• _DATA RECORDS_:
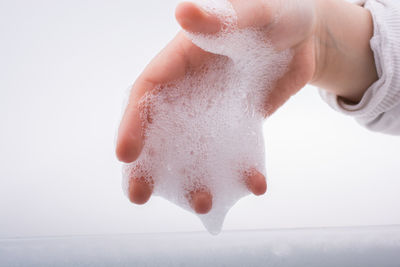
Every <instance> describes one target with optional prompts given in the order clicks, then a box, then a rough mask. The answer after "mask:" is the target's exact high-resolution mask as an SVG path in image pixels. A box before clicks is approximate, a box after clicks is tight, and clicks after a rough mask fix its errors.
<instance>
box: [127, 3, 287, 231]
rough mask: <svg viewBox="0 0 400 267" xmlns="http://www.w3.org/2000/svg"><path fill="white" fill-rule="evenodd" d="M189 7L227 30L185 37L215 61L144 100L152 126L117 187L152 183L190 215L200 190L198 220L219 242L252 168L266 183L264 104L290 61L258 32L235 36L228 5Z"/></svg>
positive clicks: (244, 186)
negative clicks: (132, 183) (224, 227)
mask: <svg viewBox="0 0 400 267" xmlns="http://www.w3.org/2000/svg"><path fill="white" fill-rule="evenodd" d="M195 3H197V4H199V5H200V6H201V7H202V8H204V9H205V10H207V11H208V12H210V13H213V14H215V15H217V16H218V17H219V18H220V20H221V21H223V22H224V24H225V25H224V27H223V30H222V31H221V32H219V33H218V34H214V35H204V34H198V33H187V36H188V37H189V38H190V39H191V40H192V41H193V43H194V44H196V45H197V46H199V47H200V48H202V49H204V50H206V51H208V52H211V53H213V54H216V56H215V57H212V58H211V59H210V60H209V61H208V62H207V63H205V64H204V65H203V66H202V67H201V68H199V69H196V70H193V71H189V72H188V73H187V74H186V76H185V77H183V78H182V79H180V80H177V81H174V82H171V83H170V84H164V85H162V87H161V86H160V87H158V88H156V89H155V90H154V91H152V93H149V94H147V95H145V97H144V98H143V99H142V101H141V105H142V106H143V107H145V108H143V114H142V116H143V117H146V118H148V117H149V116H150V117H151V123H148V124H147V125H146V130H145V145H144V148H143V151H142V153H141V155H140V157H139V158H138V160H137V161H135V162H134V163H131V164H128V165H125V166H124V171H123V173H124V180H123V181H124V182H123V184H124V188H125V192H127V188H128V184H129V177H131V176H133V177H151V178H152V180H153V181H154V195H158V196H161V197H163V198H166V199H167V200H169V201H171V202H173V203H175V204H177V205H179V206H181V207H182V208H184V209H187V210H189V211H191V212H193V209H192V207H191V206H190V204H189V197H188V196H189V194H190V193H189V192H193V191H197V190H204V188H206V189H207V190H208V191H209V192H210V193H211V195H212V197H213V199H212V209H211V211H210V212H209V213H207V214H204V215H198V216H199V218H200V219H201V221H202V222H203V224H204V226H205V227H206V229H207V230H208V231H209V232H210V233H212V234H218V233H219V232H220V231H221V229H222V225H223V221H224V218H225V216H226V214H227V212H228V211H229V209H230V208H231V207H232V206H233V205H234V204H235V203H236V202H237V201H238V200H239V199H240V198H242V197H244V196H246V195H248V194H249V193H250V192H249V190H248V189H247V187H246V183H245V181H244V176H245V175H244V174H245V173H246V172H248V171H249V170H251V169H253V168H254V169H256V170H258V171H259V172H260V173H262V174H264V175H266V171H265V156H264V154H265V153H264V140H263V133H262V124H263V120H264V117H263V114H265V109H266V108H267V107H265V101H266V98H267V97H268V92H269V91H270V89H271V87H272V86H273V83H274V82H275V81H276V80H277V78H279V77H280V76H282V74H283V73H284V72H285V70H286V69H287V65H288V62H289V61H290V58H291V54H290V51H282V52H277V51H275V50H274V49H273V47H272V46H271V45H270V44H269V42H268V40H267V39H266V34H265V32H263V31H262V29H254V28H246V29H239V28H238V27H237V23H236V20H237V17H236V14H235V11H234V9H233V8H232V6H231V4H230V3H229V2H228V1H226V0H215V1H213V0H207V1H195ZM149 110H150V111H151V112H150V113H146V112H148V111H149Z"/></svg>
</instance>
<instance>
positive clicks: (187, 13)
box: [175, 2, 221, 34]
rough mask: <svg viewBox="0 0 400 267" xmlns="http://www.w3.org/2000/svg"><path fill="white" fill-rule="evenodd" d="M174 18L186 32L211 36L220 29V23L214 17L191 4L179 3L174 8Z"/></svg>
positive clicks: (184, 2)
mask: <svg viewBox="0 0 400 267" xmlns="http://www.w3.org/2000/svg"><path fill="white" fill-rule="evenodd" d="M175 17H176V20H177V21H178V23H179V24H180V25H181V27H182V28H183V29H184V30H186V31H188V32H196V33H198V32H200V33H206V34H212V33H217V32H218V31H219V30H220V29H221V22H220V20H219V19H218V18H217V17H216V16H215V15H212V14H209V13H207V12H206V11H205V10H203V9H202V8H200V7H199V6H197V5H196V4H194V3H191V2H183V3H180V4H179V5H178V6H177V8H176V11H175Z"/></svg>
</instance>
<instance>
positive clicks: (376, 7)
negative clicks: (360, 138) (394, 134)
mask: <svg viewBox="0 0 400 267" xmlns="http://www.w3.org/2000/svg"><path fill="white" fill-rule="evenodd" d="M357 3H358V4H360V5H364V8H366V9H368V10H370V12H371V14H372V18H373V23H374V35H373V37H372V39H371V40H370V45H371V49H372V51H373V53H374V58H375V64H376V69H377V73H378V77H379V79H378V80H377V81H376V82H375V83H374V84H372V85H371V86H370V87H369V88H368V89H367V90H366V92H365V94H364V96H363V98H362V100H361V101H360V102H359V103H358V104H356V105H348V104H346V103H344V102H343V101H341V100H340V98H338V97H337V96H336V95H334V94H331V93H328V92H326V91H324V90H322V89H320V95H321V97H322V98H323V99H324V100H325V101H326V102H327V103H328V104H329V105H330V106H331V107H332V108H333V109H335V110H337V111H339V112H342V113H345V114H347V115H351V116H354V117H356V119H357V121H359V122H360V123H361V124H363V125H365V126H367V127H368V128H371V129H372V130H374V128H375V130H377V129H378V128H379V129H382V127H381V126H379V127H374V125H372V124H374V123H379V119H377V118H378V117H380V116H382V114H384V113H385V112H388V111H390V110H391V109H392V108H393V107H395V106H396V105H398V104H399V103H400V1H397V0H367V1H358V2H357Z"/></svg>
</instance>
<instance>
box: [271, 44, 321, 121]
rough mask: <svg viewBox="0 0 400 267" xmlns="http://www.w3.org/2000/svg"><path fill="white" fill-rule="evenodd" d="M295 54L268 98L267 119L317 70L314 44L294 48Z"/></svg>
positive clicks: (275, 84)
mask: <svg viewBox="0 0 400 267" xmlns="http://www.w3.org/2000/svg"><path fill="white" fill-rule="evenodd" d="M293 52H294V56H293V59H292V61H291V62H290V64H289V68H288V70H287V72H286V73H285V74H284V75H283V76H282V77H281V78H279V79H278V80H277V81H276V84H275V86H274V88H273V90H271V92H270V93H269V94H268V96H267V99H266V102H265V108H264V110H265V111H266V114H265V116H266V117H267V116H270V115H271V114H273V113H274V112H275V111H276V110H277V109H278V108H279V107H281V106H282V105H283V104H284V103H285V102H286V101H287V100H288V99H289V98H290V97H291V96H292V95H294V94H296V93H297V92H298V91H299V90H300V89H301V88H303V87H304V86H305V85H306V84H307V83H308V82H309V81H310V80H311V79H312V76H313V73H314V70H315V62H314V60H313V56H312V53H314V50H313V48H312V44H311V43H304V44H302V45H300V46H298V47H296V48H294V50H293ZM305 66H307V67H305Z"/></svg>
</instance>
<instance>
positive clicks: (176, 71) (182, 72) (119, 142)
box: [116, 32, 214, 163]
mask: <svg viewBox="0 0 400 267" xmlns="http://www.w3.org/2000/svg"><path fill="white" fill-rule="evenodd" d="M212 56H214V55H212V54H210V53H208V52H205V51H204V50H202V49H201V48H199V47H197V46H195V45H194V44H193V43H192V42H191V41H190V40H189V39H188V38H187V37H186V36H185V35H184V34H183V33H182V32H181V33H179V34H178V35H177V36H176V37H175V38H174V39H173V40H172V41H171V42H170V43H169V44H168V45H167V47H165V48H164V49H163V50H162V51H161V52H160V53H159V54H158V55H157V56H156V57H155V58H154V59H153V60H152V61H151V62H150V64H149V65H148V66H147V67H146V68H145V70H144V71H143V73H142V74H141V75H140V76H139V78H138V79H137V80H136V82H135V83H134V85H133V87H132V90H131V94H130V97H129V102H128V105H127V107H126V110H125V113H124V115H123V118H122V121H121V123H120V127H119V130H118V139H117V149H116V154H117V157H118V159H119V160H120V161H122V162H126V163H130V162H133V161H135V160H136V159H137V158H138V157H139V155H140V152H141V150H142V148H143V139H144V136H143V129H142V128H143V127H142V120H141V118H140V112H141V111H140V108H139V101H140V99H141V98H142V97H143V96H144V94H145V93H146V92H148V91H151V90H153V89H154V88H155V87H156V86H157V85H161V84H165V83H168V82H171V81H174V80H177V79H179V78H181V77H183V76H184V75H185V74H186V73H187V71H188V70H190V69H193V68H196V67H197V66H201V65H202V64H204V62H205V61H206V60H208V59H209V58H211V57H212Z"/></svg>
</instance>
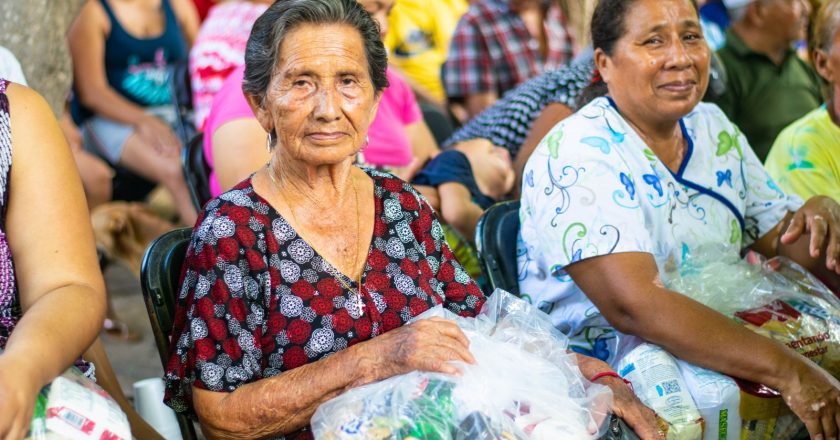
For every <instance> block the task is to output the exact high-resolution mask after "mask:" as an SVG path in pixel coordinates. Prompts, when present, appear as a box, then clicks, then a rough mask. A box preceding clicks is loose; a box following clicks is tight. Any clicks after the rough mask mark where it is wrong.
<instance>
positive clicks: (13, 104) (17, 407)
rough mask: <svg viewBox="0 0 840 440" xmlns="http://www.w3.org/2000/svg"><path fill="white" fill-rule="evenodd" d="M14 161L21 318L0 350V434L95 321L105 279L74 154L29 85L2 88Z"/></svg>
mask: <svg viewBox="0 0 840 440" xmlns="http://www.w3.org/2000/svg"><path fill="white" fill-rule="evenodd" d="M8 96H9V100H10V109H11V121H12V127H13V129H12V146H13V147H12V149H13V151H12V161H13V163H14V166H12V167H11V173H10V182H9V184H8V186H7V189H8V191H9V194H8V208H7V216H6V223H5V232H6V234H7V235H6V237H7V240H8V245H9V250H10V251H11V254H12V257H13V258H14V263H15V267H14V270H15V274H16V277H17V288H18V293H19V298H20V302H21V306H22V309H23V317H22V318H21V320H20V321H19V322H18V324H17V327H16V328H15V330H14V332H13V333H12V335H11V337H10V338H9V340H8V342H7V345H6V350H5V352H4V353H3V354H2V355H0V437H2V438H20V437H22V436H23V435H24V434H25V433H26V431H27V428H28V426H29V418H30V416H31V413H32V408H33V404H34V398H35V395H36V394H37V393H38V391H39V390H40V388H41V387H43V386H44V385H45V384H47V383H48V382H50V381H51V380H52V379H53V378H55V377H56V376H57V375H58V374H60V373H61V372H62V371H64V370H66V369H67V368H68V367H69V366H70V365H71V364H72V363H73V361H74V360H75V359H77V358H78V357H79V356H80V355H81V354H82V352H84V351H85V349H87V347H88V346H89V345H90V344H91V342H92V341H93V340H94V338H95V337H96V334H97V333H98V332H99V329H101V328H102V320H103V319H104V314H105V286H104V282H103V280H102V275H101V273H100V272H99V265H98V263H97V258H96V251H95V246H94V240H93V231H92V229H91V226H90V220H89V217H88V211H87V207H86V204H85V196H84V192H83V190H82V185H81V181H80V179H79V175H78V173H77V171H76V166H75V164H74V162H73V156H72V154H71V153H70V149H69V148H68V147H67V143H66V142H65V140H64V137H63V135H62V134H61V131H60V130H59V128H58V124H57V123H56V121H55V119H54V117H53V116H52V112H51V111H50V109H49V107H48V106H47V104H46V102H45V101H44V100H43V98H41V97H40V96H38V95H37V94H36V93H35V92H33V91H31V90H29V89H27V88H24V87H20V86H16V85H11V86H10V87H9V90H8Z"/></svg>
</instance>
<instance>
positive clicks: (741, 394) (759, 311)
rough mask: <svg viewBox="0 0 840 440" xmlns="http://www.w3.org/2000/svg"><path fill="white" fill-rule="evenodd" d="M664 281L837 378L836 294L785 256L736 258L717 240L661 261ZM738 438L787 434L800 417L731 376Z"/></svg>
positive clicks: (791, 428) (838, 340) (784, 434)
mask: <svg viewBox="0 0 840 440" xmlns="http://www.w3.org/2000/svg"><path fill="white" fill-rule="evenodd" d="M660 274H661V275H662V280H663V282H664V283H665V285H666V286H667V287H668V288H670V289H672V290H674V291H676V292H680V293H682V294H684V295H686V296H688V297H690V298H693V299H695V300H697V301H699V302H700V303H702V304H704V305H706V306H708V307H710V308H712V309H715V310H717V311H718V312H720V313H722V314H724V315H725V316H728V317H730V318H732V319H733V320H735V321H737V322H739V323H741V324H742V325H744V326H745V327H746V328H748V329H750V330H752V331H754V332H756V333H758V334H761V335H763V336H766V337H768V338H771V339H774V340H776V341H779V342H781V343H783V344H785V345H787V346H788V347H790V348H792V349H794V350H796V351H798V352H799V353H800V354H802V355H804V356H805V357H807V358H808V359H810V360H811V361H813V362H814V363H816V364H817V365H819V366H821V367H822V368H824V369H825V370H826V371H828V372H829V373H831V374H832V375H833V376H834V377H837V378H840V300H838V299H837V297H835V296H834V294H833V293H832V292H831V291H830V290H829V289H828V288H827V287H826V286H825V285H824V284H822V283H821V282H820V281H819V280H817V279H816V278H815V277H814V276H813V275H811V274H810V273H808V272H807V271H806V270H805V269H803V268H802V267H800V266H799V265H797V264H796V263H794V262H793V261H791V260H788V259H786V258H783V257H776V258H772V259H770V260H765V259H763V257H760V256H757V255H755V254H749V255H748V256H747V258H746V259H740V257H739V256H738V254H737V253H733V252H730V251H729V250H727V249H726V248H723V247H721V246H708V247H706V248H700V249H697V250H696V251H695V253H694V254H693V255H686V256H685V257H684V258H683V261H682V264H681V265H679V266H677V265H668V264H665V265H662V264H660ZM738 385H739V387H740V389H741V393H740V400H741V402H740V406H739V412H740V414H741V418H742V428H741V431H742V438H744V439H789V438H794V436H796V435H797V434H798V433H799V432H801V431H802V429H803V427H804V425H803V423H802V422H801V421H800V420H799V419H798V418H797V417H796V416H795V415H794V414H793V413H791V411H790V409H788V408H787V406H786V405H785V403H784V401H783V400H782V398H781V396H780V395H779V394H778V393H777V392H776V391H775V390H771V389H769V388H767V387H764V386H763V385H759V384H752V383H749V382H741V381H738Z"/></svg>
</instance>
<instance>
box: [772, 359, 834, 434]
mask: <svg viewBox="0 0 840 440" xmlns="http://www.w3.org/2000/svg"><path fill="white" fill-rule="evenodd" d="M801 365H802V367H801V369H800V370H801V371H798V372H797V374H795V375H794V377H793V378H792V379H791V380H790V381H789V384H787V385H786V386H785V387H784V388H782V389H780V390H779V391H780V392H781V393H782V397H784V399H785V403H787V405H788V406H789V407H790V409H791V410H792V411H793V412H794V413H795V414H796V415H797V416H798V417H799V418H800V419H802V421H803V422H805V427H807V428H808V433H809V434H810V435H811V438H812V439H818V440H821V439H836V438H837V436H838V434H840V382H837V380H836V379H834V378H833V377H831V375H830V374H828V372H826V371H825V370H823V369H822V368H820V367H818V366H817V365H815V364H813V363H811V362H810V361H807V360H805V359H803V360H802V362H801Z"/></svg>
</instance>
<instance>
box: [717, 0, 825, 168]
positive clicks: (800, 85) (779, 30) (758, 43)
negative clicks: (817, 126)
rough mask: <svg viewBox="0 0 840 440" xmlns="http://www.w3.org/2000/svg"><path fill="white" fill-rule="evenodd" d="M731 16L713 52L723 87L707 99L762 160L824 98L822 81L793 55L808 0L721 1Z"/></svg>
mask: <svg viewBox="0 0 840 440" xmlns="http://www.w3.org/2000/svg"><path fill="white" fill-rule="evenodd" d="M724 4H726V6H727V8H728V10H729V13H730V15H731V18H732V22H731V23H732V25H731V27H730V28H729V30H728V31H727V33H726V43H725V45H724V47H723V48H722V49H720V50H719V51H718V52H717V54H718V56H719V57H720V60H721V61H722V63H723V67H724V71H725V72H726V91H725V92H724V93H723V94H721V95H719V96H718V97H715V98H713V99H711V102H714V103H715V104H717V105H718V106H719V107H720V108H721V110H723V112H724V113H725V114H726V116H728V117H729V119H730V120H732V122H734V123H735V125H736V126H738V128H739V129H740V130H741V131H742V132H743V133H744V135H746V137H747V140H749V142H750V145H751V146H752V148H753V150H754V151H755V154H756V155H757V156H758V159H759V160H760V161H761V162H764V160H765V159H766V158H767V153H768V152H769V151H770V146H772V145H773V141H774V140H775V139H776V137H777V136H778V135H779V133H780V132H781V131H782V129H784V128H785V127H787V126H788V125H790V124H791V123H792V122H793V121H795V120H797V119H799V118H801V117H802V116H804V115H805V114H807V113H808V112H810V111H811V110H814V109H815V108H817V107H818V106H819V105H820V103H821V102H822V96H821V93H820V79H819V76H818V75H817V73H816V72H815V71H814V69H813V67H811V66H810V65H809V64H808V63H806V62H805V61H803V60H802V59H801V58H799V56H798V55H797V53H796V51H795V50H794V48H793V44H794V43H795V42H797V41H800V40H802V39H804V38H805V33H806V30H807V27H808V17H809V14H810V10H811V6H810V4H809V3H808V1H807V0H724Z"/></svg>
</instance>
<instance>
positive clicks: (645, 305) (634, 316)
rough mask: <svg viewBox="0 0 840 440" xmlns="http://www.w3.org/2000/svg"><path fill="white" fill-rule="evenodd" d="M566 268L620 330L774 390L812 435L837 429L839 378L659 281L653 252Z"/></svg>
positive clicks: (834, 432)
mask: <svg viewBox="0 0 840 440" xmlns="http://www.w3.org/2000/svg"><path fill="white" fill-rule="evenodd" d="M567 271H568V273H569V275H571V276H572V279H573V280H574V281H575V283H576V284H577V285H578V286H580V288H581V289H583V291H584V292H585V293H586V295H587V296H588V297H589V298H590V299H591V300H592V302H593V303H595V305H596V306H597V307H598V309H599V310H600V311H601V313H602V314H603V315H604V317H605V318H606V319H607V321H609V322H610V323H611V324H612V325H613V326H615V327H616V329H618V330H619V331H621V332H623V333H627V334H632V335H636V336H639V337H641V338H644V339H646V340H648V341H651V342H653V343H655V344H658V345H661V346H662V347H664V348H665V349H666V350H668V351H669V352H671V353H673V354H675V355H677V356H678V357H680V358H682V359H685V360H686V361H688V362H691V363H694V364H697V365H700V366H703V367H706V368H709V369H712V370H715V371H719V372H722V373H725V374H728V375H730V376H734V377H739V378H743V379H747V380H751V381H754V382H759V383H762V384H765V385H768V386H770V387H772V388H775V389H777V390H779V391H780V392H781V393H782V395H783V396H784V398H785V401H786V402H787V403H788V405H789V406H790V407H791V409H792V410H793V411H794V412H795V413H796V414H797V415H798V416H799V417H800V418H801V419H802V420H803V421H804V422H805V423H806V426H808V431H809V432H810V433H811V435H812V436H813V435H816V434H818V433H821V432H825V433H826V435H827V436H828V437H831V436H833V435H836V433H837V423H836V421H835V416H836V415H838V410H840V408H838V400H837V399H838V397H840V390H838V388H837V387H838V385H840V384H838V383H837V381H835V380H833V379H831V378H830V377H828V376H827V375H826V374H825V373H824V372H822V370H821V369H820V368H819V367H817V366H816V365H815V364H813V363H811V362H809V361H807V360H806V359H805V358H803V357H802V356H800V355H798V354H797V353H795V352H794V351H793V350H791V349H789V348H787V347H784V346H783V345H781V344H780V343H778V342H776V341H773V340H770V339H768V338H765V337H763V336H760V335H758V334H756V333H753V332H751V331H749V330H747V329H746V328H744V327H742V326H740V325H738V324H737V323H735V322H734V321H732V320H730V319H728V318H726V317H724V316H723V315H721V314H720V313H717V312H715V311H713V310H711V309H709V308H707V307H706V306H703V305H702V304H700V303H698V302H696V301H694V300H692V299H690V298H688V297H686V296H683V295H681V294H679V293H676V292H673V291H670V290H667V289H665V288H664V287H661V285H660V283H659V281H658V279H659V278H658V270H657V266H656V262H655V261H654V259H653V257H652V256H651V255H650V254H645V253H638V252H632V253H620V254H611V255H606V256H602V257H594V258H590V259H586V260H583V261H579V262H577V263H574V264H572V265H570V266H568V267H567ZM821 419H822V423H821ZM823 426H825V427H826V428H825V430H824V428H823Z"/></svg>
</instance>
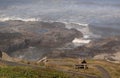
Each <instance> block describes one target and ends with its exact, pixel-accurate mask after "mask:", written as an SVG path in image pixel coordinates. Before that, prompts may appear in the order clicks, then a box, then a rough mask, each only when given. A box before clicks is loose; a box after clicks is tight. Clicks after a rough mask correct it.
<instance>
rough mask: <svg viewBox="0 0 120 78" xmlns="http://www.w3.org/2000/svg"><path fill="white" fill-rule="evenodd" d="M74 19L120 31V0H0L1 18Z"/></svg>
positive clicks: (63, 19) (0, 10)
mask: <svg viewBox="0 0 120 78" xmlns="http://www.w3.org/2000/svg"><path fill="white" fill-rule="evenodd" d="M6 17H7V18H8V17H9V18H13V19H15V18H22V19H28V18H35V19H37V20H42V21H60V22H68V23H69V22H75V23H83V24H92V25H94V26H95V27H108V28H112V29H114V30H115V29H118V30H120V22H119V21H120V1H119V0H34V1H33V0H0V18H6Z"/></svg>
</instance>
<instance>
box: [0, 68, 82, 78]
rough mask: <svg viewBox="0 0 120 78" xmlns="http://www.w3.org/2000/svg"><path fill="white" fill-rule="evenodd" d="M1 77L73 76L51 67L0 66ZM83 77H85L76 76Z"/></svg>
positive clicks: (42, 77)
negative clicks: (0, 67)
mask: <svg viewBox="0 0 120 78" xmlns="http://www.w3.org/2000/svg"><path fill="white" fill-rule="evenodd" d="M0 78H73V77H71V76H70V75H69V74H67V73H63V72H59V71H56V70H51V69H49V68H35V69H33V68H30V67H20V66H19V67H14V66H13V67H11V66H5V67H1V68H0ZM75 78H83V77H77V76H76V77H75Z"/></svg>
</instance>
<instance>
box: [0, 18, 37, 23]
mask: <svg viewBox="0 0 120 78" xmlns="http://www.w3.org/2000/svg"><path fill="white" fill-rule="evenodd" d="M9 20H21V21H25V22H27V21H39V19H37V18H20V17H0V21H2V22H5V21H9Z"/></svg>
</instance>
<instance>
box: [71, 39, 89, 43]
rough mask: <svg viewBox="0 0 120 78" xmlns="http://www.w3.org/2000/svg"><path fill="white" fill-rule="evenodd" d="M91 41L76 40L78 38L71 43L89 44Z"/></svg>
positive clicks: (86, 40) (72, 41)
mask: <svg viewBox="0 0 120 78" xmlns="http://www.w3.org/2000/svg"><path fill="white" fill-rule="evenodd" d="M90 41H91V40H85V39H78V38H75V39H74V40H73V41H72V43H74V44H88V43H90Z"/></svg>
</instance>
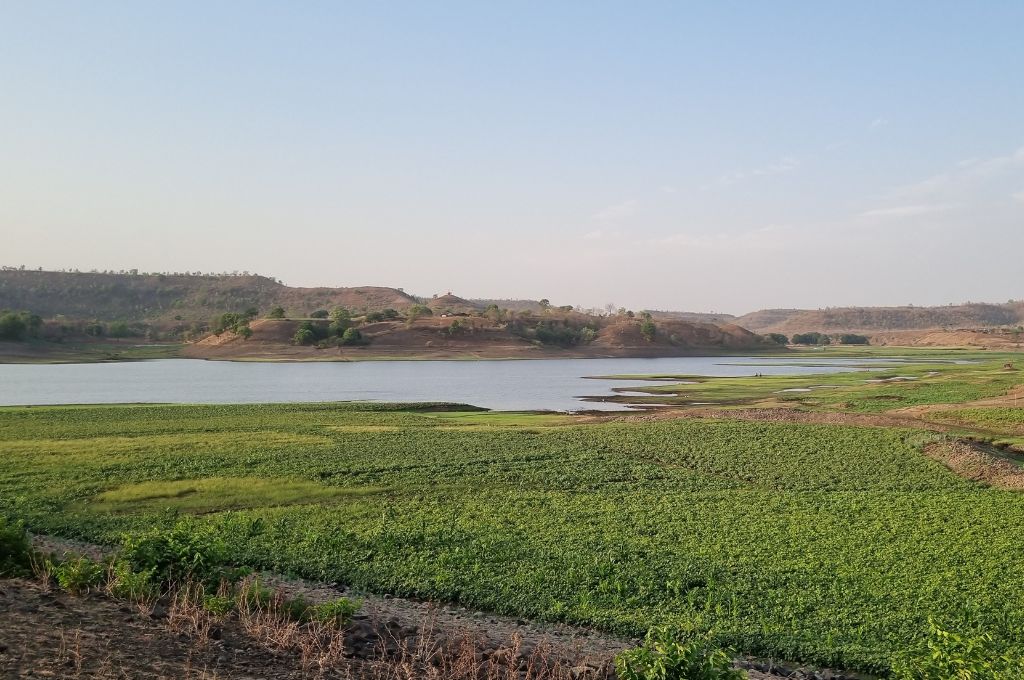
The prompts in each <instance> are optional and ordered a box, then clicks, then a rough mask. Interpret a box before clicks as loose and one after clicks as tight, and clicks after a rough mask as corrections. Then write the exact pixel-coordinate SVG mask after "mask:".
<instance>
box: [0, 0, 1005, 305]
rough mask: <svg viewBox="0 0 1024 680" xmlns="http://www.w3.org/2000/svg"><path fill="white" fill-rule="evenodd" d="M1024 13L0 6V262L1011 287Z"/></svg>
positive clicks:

• _EXERCISE DIRECTIONS_: Transcribe exactly the line containing "negative clicks: (0, 67)" and every line after it through the end of the listing above; pictures are not part of the copy.

• _RESPONSE_:
negative clicks: (0, 67)
mask: <svg viewBox="0 0 120 78" xmlns="http://www.w3.org/2000/svg"><path fill="white" fill-rule="evenodd" d="M0 78H73V77H71V76H70V75H69V74H67V73H63V72H59V71H56V70H51V69H49V68H35V69H33V68H30V67H20V66H19V67H14V66H13V67H11V66H5V67H1V68H0ZM75 78H83V77H77V76H76V77H75Z"/></svg>
</instance>
<instance>
box: [0, 18, 37, 23]
mask: <svg viewBox="0 0 120 78" xmlns="http://www.w3.org/2000/svg"><path fill="white" fill-rule="evenodd" d="M9 20H21V21H25V22H27V21H39V19H37V18H20V17H0V21H2V22H5V21H9Z"/></svg>
</instance>
<instance>
box: [71, 39, 89, 43]
rough mask: <svg viewBox="0 0 120 78" xmlns="http://www.w3.org/2000/svg"><path fill="white" fill-rule="evenodd" d="M91 41L76 40L78 38L71 43L89 44Z"/></svg>
positive clicks: (86, 40) (72, 41)
mask: <svg viewBox="0 0 120 78" xmlns="http://www.w3.org/2000/svg"><path fill="white" fill-rule="evenodd" d="M90 41H91V40H85V39H78V38H75V39H74V40H73V41H72V43H74V44H88V43H90Z"/></svg>
</instance>
The prompts in each <instance> are optional and ordered a box, then clicks, then a rough mask. Interpret a box before clicks as loose and one after clicks as tight, and clicks after a rough mask as corrections. Then write the exact pixel-coordinate SVG mask after "mask:".
<instance>
box: [0, 0, 1005, 305]
rough mask: <svg viewBox="0 0 1024 680" xmlns="http://www.w3.org/2000/svg"><path fill="white" fill-rule="evenodd" d="M1024 13L0 6V262L1011 287Z"/></svg>
positive clicks:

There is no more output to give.